Java 类名:com.alibaba.alink.operator.stream.timeseries.LookupValueInTimeSeriesStreamOp
Python 类名:LookupValueInTimeSeriesStreamOp
功能介绍
在时间序列中查找对应时间的值。
注意事项
- 时间序列列,是特殊的MTable类型,一列是时间,一列是值,参考运行结果的data列。
- 查找的时间在数据列中不存在时,用相邻时刻的值差值得到结果。
参数说明
| 名称 | 中文名称 | 描述 | 类型 | 是否必须? | 取值范围 | 默认值 | | —- | —- | —- | —- | —- | —- | —- |
| outputCol | 输出结果列列名 | 输出结果列列名,必选 | String | ✓ | | |
| timeCol | 时间戳列(TimeStamp) | 时间戳列(TimeStamp) | String | ✓ | 所选列类型为 [TIMESTAMP] | |
| timeSeriesCol | 时间序列列 | 时间序列列,是特殊的MTable类型,一列是时间,一列是值 | String | ✓ | 所选列类型为 [M_TABLE] | |
| reservedCols | 算法保留列名 | 算法保留列 | String[] | | | null |
| numThreads | 组件多线程线程个数 | 组件多线程线程个数 | Integer | | | 1 |
代码示例
Python 代码
from pyalink.alink import *
import pandas as pd
useLocalEnv(1)
import time, datetime
import numpy as np
import pandas as pd
data = pd.DataFrame([
[1, datetime.datetime.fromtimestamp(1), 10.0],
[1, datetime.datetime.fromtimestamp(2), 11.0],
[1, datetime.datetime.fromtimestamp(3), 12.0],
[1, datetime.datetime.fromtimestamp(4), 13.0],
[1, datetime.datetime.fromtimestamp(5), 14.0],
[1, datetime.datetime.fromtimestamp(6), 15.0],
[1, datetime.datetime.fromtimestamp(7), 16.0],
[1, datetime.datetime.fromtimestamp(8), 17.0],
[1, datetime.datetime.fromtimestamp(9), 18.0],
[1, datetime.datetime.fromtimestamp(10), 19.0]
])

-- 数据条目 --
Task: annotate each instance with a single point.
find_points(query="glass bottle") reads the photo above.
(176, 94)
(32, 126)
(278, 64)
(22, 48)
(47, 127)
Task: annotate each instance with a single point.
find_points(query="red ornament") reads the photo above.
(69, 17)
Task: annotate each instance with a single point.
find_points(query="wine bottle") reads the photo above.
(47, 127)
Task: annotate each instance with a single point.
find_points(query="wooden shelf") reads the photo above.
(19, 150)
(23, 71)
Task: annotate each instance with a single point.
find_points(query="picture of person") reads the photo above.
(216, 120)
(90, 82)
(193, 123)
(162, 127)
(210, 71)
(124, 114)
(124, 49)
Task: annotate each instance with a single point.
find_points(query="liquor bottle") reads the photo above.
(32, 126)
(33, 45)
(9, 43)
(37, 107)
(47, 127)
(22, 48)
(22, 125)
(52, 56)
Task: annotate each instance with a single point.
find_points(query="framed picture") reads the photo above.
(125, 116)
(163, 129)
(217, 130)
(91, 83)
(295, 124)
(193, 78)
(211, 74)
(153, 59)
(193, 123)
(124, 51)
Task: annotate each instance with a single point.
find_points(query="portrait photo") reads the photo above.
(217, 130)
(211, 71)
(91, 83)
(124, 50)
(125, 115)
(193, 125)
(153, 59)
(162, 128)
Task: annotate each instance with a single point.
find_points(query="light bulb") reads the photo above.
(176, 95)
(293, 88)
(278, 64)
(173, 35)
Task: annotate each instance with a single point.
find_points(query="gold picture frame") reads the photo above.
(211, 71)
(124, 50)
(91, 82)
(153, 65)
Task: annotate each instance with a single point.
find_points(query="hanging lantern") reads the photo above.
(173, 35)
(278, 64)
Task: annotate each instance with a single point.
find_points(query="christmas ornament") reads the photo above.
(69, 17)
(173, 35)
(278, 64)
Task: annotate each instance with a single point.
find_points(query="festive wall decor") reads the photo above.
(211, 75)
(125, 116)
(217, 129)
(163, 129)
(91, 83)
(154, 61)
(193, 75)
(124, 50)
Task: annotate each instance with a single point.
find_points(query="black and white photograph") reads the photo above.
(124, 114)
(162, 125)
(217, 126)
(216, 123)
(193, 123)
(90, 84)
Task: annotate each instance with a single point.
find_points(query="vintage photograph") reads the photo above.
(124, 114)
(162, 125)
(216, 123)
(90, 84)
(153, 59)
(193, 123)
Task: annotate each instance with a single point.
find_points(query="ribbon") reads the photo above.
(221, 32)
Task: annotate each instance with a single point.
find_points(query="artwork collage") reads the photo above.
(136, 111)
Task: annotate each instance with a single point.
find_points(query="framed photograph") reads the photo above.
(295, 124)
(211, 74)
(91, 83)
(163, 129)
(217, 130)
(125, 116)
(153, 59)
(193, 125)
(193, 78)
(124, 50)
---
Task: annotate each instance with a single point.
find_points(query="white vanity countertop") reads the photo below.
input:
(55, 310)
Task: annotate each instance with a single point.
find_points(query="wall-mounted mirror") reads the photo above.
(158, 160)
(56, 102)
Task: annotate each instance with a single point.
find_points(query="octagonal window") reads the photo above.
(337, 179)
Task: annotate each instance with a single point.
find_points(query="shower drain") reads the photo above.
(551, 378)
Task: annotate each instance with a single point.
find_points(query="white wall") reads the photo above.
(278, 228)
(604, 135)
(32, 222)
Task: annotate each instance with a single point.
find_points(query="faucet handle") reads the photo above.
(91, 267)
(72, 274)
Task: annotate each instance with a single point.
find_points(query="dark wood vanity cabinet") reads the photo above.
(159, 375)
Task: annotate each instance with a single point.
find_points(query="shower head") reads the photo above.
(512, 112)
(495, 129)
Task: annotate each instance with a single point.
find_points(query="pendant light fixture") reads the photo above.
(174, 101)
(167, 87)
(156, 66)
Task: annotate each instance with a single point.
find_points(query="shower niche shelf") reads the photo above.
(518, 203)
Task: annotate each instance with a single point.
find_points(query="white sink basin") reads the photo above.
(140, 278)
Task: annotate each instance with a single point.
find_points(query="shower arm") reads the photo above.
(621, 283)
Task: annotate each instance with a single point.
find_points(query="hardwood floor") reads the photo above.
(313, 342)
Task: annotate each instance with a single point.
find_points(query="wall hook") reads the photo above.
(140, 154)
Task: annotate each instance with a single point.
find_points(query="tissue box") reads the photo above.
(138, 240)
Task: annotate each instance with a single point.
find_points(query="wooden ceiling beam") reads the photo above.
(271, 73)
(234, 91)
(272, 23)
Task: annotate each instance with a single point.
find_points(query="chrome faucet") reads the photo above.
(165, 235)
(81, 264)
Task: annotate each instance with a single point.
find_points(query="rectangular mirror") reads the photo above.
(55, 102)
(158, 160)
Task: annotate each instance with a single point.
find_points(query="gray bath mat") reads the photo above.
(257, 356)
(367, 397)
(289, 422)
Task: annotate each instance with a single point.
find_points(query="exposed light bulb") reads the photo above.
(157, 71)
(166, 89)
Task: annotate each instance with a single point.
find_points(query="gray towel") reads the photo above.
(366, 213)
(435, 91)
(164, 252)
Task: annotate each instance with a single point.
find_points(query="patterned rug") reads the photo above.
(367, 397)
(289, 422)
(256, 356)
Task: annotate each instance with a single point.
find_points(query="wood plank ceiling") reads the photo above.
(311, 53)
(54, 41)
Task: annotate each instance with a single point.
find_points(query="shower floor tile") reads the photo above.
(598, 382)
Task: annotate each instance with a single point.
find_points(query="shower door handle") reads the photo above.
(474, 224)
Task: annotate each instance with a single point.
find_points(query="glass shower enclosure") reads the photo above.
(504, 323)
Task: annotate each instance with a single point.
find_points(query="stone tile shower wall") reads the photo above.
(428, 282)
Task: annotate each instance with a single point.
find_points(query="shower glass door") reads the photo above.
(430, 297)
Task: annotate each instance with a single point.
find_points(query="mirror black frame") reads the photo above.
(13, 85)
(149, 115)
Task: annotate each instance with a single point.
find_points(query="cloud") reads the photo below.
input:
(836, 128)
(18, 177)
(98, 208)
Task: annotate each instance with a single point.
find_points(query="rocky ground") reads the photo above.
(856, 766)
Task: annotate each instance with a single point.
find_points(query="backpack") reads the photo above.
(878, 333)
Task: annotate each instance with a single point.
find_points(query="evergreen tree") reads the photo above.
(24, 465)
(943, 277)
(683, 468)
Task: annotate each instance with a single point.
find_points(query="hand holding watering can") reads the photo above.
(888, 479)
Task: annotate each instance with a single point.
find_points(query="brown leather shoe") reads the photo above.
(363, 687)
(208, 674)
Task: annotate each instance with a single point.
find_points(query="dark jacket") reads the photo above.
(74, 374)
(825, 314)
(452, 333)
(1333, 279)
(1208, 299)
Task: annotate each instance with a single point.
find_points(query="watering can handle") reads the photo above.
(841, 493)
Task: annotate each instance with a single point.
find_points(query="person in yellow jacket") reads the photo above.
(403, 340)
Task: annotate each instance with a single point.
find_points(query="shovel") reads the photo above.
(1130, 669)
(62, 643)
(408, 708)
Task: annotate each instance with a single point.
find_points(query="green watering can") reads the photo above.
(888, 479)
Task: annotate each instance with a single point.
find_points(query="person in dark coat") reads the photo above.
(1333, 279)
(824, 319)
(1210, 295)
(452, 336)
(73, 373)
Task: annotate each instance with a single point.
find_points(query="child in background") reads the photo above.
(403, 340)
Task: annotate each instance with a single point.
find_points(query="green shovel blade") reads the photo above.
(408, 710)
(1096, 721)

-- 任务目标 1 --
所给文本中,参数 numThreads 的默认值是多少?
-- 任务目标 2 --
请逐字列出所有含有字符串“shovel”的数据行,区分大小写。

-- 解答示例 1 --
1

-- 解答示例 2 --
find_points(query="shovel") reads the photo above.
find_points(query="green shovel blade") reads the photo above.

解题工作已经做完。